## Try it
Print every record below exactly as written.

## Records for this exercise
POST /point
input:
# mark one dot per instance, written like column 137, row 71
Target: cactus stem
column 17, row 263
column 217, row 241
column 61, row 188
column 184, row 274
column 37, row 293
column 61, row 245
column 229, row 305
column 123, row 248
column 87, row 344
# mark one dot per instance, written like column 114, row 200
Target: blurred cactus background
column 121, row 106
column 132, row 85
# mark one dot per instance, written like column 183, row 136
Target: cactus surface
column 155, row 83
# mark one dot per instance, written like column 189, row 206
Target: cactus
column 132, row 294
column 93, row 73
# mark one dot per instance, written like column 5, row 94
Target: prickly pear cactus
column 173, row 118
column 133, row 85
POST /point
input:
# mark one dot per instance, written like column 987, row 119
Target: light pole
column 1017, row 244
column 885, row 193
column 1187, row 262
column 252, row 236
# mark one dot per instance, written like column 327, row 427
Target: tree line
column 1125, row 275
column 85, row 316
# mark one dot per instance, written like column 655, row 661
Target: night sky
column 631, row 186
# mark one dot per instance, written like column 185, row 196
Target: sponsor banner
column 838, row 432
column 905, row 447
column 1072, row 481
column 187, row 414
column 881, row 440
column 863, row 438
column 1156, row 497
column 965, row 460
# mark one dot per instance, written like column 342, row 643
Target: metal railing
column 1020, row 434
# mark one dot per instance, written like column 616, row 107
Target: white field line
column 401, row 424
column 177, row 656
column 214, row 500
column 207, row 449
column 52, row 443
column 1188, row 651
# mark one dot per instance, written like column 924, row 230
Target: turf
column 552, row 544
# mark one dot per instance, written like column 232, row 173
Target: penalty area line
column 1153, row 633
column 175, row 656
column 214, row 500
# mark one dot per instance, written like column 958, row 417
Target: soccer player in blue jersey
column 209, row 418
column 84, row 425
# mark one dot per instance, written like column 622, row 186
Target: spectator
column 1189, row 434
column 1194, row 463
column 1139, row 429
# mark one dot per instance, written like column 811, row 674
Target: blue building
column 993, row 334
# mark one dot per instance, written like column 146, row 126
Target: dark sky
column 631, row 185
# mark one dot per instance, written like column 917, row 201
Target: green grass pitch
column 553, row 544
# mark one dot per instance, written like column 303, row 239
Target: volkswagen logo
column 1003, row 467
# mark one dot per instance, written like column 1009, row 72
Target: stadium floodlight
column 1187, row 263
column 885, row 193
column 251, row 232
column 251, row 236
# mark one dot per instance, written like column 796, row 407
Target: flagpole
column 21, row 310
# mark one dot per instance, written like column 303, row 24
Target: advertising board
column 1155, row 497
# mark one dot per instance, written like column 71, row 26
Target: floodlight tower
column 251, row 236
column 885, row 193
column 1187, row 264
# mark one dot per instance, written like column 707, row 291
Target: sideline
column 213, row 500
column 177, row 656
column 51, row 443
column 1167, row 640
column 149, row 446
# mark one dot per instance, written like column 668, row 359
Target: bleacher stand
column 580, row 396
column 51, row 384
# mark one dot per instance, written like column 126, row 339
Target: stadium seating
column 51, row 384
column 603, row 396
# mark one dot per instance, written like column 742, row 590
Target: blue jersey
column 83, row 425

## Written answer
POST /point
input:
# mark one dot per instance, written like column 137, row 71
Target: cactus stem
column 17, row 263
column 217, row 241
column 61, row 188
column 184, row 274
column 37, row 293
column 61, row 245
column 229, row 305
column 123, row 248
column 87, row 344
# mark one dot per instance, written like column 114, row 200
Target: blurred cactus background
column 121, row 106
column 132, row 85
# mark one dot per instance, written like column 183, row 136
Target: cactus surface
column 155, row 83
# mark one dot per instance, written like column 189, row 206
Target: cactus
column 132, row 294
column 93, row 73
# mark one dot per instance, written like column 5, row 94
Target: prickly pear cactus
column 173, row 118
column 133, row 85
POST /point
input:
# mark one dot per instance, written like column 987, row 119
Target: light pole
column 1017, row 244
column 885, row 193
column 1187, row 262
column 252, row 236
# mark one dot per instance, written like column 327, row 427
Target: tree line
column 1125, row 275
column 85, row 316
# mark one dot per instance, written like column 655, row 661
Target: night sky
column 631, row 186
# mark one dot per instance, written like column 185, row 196
Target: sponsor banner
column 838, row 432
column 905, row 447
column 1072, row 481
column 187, row 414
column 881, row 440
column 863, row 438
column 1156, row 497
column 965, row 460
# mark one dot per instance, written like column 342, row 643
Target: metal railing
column 1020, row 434
# mark one dot per instance, written like column 616, row 107
Target: white field line
column 401, row 424
column 177, row 656
column 214, row 500
column 207, row 449
column 52, row 443
column 1188, row 651
# mark one dot per instance, written like column 924, row 230
Target: turf
column 552, row 544
# mark one dot per instance, written like column 232, row 173
Target: penalty area line
column 1153, row 633
column 175, row 656
column 214, row 500
# mark one dot per instance, written like column 958, row 417
Target: soccer player in blue jersey
column 209, row 418
column 84, row 425
# mark one dot per instance, written like column 622, row 186
Target: spectator
column 1189, row 434
column 1194, row 463
column 1139, row 429
# mark one dot per instance, written like column 811, row 674
Target: blue building
column 993, row 334
# mark one dot per instance, written like column 146, row 126
Target: dark sky
column 631, row 185
# mark one dot per instance, written like column 917, row 201
Target: green grass pitch
column 553, row 544
# mark one dot per instance, written like column 303, row 239
Target: volkswagen logo
column 1003, row 467
# mark one dot per instance, written like column 1009, row 72
Target: stadium floodlight
column 1187, row 263
column 885, row 193
column 251, row 232
column 251, row 236
# mark one dot per instance, written like column 796, row 407
Target: flagpole
column 21, row 310
# mark one dot per instance, written like column 303, row 24
Target: advertising board
column 1155, row 497
# mark one dot per instance, written like column 71, row 26
Target: floodlight tower
column 251, row 236
column 885, row 193
column 1187, row 264
# mark one dot per instance, written like column 707, row 291
Target: sideline
column 213, row 500
column 177, row 656
column 51, row 443
column 1167, row 640
column 149, row 446
# mark one dot per instance, written like column 668, row 359
Target: bleacher stand
column 580, row 396
column 51, row 384
# mark one dot per instance, written like column 126, row 339
Target: stadium seating
column 51, row 384
column 603, row 396
# mark one dot per instance, written like column 742, row 590
Target: blue jersey
column 83, row 425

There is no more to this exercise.